Copy out exactly the lines from the one containing "the truck tailgate" to the end of the records below, both included, and nothing else.

◆ ◆ ◆ ◆ ◆ ◆ ◆

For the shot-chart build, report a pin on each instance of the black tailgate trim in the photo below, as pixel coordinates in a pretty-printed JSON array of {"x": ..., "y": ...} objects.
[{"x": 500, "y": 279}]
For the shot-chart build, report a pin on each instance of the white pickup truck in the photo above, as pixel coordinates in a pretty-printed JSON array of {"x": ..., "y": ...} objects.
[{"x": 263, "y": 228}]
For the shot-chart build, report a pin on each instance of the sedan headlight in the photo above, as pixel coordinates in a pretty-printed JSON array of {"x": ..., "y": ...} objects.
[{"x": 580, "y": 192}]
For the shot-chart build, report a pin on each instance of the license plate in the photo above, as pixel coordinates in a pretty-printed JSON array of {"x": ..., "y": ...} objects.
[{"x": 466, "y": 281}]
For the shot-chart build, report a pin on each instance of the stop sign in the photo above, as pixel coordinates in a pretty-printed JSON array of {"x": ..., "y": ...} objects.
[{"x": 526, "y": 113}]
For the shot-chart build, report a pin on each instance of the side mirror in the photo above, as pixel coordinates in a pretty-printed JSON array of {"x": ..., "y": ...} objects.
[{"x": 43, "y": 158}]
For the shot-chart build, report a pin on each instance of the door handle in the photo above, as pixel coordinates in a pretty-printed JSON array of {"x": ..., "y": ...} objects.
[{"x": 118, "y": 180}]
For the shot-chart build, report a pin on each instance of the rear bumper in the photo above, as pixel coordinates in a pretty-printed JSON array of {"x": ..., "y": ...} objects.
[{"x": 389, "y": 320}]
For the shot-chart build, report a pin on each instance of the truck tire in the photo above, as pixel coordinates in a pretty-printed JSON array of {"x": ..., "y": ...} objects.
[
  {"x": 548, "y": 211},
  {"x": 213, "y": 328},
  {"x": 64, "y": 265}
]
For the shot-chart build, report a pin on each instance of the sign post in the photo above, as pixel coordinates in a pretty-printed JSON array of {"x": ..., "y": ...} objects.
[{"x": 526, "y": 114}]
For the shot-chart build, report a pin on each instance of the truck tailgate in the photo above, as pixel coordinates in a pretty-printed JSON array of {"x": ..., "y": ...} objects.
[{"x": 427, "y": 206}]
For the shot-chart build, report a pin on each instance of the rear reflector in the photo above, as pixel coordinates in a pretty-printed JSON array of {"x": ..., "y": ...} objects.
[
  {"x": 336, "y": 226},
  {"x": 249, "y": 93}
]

◆ ◆ ◆ ◆ ◆ ◆ ◆

Written reply.
For the shot-chart build, report a pin on each instance of the truck tailgate in the photo above, as pixel coordinates in a pretty-printed JSON array of {"x": ..., "y": ...} objects.
[{"x": 427, "y": 206}]
For the shot-chart build, report a pin on each instance of the rear reflector in the photo above, as pixel coordinates in a pretty-printed JSON array of {"x": ..., "y": ...} objects.
[
  {"x": 336, "y": 226},
  {"x": 249, "y": 93}
]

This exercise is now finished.